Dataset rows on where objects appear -
***
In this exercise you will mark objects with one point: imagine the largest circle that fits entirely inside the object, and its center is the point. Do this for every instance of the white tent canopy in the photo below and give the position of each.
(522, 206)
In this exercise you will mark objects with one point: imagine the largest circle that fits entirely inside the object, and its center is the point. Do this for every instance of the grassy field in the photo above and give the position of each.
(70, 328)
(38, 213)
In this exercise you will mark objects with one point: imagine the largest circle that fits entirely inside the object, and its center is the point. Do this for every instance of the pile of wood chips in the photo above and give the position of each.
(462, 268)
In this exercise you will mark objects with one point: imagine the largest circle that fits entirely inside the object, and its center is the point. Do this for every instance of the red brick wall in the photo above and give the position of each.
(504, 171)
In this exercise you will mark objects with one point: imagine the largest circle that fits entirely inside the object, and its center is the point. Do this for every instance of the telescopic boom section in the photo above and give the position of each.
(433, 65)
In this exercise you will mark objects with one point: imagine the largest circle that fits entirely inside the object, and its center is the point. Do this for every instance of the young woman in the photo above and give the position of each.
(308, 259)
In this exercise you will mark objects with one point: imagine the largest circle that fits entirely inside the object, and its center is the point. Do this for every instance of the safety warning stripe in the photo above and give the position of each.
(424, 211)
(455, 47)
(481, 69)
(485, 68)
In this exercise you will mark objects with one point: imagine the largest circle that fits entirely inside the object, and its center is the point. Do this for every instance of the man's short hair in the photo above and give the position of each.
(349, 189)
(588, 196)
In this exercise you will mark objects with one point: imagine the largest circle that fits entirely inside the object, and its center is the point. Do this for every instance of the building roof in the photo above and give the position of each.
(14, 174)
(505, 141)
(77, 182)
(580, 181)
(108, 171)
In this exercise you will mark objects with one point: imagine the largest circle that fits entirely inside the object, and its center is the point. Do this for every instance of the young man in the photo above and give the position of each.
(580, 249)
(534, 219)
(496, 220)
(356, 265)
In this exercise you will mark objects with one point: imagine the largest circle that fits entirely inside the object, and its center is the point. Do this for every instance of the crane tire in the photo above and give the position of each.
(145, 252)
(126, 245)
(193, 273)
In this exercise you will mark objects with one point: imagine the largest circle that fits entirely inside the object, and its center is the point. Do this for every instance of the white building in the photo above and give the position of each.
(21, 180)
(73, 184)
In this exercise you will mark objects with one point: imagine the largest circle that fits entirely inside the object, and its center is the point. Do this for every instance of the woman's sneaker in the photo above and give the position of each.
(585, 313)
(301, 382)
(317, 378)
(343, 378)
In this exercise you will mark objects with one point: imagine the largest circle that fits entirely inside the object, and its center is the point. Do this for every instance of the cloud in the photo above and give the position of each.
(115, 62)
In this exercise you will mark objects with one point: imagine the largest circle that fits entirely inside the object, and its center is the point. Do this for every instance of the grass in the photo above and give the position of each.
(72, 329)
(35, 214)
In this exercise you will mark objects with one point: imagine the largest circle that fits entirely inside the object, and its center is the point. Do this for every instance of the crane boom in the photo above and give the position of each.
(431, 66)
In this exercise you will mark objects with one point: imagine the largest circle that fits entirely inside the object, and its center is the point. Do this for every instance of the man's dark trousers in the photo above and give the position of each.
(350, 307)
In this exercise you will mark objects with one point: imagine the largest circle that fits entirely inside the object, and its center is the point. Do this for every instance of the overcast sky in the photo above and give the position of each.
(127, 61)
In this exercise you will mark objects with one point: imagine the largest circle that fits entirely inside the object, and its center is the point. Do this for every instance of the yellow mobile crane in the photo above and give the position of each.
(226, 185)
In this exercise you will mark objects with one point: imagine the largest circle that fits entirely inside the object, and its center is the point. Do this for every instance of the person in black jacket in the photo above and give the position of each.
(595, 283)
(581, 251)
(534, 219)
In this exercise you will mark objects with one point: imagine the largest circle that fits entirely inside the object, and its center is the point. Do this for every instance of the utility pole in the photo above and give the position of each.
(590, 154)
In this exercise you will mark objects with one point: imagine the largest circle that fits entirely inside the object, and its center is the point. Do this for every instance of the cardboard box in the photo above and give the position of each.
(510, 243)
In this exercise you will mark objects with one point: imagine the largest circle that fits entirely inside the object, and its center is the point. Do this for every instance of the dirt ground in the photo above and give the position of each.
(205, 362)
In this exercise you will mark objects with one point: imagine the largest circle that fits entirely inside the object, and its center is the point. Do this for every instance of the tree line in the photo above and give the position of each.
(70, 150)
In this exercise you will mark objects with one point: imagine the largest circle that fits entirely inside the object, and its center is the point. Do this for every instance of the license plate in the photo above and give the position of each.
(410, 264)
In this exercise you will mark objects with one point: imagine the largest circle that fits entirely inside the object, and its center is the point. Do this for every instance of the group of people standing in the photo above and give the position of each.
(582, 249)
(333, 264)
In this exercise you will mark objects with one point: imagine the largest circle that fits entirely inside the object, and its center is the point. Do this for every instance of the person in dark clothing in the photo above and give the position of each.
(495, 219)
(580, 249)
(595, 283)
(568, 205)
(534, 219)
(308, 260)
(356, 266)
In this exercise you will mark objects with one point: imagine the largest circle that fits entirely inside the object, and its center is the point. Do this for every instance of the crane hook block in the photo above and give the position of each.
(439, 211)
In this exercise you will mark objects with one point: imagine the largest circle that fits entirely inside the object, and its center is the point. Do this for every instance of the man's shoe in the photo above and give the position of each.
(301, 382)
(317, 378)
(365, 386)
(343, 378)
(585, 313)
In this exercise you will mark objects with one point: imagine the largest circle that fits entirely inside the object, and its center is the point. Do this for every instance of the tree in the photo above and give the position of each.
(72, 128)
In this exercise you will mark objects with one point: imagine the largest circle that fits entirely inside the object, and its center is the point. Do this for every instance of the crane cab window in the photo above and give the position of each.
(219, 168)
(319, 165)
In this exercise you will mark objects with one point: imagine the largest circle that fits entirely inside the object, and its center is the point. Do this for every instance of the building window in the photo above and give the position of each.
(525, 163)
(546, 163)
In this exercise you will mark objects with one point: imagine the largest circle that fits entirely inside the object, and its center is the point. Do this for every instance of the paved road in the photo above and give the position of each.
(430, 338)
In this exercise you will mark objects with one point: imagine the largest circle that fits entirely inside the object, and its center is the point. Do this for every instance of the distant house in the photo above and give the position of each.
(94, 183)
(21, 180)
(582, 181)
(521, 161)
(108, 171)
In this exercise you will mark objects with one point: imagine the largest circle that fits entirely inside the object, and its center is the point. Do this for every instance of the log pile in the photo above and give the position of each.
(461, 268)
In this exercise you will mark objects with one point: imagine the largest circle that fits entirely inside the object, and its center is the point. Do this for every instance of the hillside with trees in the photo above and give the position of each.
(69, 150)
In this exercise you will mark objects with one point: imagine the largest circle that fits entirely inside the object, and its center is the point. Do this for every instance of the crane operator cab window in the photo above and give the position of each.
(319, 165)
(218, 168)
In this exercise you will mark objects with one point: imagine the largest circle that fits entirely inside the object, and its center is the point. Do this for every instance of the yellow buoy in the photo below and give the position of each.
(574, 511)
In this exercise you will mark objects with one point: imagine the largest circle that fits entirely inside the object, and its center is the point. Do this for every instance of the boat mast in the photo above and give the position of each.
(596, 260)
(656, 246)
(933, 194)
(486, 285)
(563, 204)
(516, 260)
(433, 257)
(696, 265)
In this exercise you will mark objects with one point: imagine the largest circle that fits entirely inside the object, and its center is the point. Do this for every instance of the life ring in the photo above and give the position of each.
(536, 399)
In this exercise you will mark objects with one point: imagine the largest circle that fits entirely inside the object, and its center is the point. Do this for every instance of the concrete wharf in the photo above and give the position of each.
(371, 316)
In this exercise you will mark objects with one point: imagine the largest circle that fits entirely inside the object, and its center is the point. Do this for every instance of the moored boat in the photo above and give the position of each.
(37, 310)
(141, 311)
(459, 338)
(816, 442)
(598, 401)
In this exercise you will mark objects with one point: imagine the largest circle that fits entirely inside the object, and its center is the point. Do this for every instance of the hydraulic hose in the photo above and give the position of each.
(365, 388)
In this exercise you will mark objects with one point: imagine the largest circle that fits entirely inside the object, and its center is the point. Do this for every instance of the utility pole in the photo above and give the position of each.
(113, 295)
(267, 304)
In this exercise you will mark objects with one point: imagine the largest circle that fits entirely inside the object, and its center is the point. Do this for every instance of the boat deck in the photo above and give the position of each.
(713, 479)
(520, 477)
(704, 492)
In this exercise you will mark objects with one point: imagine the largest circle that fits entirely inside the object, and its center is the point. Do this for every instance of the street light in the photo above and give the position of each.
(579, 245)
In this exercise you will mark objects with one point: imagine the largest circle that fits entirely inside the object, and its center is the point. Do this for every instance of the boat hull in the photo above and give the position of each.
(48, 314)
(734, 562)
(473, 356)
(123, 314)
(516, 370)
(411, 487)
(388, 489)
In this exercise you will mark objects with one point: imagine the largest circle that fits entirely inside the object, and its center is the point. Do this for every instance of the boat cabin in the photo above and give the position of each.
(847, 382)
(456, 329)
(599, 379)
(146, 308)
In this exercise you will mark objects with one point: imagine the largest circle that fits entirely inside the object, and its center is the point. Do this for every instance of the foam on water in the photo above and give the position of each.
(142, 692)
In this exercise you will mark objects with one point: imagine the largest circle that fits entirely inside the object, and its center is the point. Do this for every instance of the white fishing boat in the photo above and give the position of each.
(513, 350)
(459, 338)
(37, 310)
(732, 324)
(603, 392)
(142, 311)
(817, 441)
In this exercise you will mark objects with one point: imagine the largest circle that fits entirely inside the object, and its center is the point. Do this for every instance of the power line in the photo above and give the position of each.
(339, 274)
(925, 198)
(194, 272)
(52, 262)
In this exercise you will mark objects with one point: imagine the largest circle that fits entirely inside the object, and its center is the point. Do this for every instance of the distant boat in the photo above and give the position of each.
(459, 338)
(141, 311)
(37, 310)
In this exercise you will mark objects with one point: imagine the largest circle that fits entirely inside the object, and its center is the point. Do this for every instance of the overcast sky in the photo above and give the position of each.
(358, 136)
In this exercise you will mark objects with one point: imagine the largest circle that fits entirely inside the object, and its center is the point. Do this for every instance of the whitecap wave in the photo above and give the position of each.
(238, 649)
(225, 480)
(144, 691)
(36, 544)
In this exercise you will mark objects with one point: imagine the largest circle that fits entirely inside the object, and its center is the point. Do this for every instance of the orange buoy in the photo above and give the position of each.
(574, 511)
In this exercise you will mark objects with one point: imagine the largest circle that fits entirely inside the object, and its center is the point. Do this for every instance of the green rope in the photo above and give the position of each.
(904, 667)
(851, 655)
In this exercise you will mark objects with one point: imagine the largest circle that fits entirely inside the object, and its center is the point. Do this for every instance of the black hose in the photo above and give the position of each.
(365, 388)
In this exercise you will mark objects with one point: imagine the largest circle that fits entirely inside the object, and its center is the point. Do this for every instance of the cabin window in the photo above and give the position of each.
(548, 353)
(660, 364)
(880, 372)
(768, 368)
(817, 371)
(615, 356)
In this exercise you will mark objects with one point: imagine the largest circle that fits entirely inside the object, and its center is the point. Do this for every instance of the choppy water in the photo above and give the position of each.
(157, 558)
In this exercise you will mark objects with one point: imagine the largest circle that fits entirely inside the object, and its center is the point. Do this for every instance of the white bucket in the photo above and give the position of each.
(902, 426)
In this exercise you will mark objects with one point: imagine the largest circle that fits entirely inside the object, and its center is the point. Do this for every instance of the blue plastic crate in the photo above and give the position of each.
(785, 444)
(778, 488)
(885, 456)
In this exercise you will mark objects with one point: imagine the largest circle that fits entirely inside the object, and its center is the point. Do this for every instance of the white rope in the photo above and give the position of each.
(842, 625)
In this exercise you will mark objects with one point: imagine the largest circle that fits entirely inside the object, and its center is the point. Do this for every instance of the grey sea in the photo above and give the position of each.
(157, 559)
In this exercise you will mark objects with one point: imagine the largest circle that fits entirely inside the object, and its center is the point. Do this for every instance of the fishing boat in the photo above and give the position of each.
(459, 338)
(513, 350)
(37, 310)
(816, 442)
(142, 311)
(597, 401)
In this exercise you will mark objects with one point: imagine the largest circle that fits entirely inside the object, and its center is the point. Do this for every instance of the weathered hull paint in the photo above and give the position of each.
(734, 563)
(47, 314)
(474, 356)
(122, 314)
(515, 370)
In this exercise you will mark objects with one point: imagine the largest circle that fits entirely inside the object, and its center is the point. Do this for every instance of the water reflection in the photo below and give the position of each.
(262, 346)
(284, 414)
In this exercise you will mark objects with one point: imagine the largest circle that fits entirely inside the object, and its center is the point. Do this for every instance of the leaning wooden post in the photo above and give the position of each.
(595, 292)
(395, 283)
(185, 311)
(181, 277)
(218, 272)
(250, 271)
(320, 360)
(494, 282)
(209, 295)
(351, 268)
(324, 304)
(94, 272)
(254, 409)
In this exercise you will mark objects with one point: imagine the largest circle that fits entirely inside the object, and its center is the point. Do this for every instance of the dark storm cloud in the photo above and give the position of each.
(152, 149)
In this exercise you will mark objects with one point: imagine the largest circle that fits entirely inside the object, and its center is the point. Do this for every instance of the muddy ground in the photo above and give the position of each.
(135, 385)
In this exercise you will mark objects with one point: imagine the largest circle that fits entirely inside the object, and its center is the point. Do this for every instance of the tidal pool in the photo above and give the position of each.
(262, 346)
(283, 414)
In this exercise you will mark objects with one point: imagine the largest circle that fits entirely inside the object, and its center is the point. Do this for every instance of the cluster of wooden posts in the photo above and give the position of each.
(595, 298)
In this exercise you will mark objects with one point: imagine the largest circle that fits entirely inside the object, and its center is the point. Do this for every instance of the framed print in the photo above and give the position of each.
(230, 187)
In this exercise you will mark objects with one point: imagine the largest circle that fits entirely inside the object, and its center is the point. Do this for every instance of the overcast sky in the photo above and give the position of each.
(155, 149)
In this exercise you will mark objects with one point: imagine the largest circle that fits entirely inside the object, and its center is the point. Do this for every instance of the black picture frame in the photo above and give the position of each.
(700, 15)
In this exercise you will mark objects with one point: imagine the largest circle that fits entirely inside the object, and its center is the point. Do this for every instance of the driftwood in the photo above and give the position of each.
***
Aim - Reproduce, word for word, every line starting at the line that contains "the black picture" and ending with the final line of the entries.

Finished answer -
In this exercise you will mark objects with one point: imagine the largest circle that fits entirely inside the object, and its center is the point. Do this for every instance of the black picture frame in the photo above and give the position of each.
(700, 15)
In this exercise you will mark objects with one point: imagine the largest circle that fits entirely inside the object, and its center is the point. Do this for every instance of the driftwood in the photo above and give the position of each.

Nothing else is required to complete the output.